## Stored data:
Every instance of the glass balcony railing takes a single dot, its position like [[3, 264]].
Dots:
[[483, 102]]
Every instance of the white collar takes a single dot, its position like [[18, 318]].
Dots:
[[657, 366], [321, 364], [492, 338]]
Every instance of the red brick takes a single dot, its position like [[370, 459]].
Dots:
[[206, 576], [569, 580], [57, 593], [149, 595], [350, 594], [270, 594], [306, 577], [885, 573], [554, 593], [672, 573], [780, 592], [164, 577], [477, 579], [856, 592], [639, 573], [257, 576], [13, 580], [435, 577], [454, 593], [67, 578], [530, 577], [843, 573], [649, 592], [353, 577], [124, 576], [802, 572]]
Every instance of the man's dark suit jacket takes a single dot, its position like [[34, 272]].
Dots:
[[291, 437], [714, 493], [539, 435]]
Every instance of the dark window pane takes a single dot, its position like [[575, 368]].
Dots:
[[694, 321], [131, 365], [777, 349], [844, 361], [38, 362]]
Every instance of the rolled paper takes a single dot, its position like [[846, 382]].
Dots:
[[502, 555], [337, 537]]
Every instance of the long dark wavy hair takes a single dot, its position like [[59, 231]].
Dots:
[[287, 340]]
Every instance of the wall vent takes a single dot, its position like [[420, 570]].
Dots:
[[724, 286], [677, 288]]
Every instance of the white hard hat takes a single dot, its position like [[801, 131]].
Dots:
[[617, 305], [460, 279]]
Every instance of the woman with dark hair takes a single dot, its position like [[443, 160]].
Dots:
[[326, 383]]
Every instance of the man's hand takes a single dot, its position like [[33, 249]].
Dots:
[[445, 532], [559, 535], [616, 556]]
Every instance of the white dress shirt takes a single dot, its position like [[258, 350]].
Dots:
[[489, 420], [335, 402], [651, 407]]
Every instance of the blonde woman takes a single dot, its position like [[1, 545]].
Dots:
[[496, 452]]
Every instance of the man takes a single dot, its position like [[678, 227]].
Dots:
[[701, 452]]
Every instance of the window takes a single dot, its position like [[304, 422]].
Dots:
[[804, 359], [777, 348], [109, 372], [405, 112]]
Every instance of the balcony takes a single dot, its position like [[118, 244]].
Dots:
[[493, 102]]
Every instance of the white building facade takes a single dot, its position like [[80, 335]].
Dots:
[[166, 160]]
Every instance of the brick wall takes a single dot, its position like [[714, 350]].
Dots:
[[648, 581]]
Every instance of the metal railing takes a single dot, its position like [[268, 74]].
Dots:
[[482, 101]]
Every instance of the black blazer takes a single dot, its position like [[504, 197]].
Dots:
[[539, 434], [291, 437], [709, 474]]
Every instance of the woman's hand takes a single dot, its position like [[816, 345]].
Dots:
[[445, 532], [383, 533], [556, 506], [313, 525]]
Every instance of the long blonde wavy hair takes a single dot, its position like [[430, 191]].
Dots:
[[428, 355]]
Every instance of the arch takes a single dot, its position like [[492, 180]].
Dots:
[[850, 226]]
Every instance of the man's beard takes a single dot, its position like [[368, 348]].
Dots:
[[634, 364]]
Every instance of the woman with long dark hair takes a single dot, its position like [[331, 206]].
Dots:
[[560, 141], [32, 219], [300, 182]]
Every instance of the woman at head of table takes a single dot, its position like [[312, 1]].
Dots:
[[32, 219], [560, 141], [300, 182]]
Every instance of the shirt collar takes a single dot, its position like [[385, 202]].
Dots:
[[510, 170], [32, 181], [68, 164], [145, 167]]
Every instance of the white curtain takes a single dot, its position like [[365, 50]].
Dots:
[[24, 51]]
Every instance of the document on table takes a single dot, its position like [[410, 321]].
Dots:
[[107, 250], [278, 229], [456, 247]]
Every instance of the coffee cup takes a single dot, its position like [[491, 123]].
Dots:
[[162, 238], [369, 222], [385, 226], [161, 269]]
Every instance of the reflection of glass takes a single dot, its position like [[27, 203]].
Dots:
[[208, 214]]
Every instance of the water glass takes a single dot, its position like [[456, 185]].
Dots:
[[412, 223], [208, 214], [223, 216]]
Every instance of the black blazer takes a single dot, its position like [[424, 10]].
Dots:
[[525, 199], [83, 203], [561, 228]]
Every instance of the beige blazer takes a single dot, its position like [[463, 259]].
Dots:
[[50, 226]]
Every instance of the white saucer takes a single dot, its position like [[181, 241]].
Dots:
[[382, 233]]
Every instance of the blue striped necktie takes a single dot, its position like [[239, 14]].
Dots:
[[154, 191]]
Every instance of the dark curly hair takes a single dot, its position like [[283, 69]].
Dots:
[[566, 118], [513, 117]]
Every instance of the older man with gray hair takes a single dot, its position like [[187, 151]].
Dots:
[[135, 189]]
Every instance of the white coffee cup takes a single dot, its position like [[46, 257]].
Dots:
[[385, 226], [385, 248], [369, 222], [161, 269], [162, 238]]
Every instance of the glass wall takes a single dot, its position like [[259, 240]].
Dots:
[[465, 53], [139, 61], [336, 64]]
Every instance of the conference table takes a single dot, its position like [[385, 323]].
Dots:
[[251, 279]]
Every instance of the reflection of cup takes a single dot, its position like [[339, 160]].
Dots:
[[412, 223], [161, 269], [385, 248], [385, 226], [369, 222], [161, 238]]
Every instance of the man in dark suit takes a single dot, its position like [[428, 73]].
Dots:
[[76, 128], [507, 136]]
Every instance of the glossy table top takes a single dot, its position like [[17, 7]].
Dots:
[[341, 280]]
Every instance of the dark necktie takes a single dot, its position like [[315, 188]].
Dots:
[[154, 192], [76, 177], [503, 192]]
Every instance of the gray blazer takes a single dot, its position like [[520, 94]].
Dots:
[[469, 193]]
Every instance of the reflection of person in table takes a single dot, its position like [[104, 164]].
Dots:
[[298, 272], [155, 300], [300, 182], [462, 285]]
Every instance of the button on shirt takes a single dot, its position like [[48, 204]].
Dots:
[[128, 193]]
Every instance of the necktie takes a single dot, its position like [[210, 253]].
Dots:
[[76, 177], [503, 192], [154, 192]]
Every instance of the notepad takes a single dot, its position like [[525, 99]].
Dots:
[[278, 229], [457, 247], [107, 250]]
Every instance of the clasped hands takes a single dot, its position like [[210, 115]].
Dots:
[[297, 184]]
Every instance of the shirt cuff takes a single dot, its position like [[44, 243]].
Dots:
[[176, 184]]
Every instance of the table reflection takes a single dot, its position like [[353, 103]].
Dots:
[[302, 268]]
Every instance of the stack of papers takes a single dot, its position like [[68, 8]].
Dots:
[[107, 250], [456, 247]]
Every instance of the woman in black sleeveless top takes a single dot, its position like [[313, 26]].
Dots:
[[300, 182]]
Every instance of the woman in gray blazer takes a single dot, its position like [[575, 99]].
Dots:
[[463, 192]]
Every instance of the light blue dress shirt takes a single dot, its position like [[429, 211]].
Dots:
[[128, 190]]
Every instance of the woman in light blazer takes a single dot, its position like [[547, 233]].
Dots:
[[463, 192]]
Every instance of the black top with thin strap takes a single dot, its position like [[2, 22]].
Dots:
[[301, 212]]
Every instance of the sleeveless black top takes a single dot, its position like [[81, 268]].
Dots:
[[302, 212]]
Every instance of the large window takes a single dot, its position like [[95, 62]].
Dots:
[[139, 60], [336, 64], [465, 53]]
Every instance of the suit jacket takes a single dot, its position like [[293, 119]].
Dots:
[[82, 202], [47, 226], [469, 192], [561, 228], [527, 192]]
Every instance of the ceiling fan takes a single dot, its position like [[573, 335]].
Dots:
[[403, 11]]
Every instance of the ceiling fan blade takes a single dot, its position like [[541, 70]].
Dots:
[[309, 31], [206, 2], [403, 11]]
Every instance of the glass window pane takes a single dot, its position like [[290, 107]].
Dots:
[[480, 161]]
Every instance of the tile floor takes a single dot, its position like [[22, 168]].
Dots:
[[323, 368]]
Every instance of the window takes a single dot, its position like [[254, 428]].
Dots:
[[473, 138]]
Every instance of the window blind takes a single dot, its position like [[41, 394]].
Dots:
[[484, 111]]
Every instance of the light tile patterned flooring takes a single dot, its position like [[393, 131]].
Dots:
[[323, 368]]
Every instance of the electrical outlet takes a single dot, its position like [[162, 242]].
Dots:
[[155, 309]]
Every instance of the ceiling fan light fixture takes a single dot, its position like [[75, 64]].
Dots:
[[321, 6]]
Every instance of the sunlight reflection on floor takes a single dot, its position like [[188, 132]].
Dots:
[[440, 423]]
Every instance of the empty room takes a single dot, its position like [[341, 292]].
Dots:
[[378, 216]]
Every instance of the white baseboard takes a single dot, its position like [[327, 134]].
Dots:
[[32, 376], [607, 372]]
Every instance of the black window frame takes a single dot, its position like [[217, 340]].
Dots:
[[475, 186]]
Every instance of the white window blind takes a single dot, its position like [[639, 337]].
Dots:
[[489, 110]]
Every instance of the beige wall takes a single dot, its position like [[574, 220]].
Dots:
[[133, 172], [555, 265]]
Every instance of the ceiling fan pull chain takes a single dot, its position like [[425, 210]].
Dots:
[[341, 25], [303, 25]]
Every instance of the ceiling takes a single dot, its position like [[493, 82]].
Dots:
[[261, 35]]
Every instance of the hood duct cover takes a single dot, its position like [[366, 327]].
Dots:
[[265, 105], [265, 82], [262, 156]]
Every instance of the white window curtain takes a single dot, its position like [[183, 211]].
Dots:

## Work to complete:
Please extract everything in the entries above from the line containing "Every instance of the woman in light" down to the line containing "[[302, 212]]", both included, and reproduce those lines unchanged.

## Solution for this task:
Every instance of the woman in light blazer takes a single dot, its position like [[547, 233]].
Dots:
[[463, 192]]
Every instance of the black top with thin strap takes a single dot, its position like [[2, 22]].
Dots:
[[301, 212]]
Every instance of the sleeveless black top takes a single dot, its position like [[81, 268]].
Dots:
[[302, 212]]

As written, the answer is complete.